<<<<
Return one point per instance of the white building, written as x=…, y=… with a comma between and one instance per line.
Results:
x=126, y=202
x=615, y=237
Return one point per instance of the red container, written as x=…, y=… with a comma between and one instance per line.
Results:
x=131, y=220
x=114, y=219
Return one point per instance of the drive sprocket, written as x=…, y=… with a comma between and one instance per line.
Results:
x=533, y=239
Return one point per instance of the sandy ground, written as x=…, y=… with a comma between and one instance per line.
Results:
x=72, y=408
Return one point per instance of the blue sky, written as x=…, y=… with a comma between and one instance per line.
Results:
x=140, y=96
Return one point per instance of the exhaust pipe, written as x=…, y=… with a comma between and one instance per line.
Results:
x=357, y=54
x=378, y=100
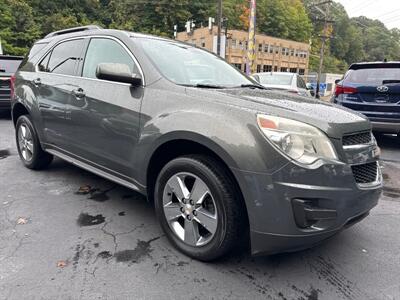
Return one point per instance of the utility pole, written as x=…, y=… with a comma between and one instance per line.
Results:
x=251, y=47
x=324, y=37
x=219, y=22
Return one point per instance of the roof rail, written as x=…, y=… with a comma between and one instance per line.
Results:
x=73, y=29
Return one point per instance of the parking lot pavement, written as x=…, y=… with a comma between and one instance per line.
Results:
x=68, y=234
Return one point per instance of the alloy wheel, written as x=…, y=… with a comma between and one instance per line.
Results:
x=25, y=142
x=189, y=208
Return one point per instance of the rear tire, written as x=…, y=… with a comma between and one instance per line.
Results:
x=218, y=220
x=28, y=145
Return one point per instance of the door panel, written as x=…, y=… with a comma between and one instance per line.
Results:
x=54, y=83
x=104, y=123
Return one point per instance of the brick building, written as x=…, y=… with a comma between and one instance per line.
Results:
x=272, y=54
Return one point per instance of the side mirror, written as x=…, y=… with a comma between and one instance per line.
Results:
x=255, y=77
x=117, y=72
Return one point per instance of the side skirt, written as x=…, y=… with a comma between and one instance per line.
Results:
x=96, y=170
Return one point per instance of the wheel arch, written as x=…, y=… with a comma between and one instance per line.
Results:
x=169, y=149
x=18, y=110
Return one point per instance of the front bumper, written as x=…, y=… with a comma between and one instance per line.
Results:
x=5, y=104
x=270, y=198
x=386, y=127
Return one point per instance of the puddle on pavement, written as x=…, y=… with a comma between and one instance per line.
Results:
x=94, y=193
x=104, y=255
x=85, y=219
x=142, y=249
x=4, y=153
x=99, y=196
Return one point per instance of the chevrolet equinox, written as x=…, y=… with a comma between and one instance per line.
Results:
x=224, y=160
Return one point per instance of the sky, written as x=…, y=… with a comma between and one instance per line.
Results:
x=387, y=11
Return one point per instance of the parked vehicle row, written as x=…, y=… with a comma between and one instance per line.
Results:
x=373, y=89
x=290, y=82
x=223, y=159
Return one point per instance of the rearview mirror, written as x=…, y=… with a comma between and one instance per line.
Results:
x=256, y=78
x=117, y=72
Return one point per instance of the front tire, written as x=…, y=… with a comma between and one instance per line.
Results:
x=198, y=207
x=28, y=145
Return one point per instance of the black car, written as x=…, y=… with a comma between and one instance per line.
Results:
x=222, y=157
x=8, y=65
x=373, y=89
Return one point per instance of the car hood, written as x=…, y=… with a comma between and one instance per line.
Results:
x=334, y=120
x=278, y=86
>>>>
# Stated goal
Copy all of the records above word for word, without the pictures.

# Solution to the exercise
Return one point per instance of the white building, written as x=…, y=… with a comma between and one instance per line.
Results:
x=126, y=202
x=615, y=237
Return one point per instance of the red container, written as x=…, y=… with a comma between and one instance per line.
Results:
x=131, y=220
x=114, y=219
Return one point per instance of the drive sprocket, written as x=…, y=… with a comma between and one instance per line.
Results:
x=533, y=239
Return one point per instance of the sandy ground, written as x=…, y=… with a comma between and one instance per line.
Results:
x=72, y=408
Return one point per instance of the blue sky, written as x=…, y=… with a comma between and one instance per line.
Results:
x=140, y=96
Return one point per instance of the exhaust pipe, written as x=…, y=… with a comma between and one instance per line.
Results:
x=357, y=54
x=378, y=100
Return one point per instance of the utility pole, written as x=…, y=… with a comma between and one instance per line.
Results:
x=251, y=47
x=324, y=37
x=219, y=22
Return one point per instance of the roof rail, written as x=…, y=… with a comma between and one instance per line.
Results:
x=73, y=29
Return one point per instance of the parking lot pavement, written as x=…, y=… with a comma between and one instance per line.
Results:
x=68, y=234
Return one point per instance of the alloy wheel, written as x=…, y=… with a comma between and one instance per line.
Results:
x=25, y=142
x=189, y=208
Return one point per instance of the rear tire, written as x=…, y=… with a comma between and one instance per line.
Results:
x=218, y=220
x=28, y=145
Return one point per instance of the door panel, written as x=…, y=… with a comma between and one instance per line.
Results:
x=54, y=83
x=104, y=123
Return one point per instance of the brick building, written as x=…, y=… with a comma between and one instance per line.
Results:
x=272, y=54
Return one point per instance of the side mirror, written as x=…, y=… with a comma between and one instance per line.
Results:
x=255, y=77
x=117, y=72
Return one point per instance of the side skirt, written as x=…, y=… with a comma between and one instance per line.
Results:
x=96, y=170
Return one point per instance of the wheel arch, written as x=…, y=… with a comma between and one instance per line.
Results:
x=169, y=149
x=18, y=110
Return one point per instance of the front bumper, written as x=…, y=… with a comma between and one instance per line.
Results:
x=5, y=104
x=270, y=198
x=386, y=127
Return one point per instance of the puddle on pavement, written as x=…, y=… with a comma between and one instance per line.
Results:
x=94, y=193
x=104, y=255
x=85, y=219
x=142, y=249
x=4, y=153
x=99, y=196
Return one point per instance of the chevrolet equinox, written as x=…, y=… with a comma between and one instance per line.
Results:
x=224, y=160
Return one point per instance of the sky, written as x=…, y=… with a comma between and one instance per line.
Results:
x=387, y=11
Return one point per instance of the parked vehicle row, written as x=…, y=… with a comma between and one instance per line.
Results:
x=373, y=89
x=290, y=82
x=223, y=159
Return one point per instance of the rearview mirror, written as x=…, y=… with a comma between and one instance per line.
Results:
x=256, y=78
x=117, y=72
Return one point per instance of the front tire, written as x=…, y=… with a comma between and one instance per line.
Results:
x=198, y=207
x=28, y=145
Return one point per instance of the black car, written as x=…, y=… with a comma between and one instance per line.
Results:
x=222, y=157
x=8, y=65
x=373, y=89
Return one point per instance of the car hood, written as x=…, y=… with a comma between and one instance per line.
Results:
x=334, y=120
x=278, y=86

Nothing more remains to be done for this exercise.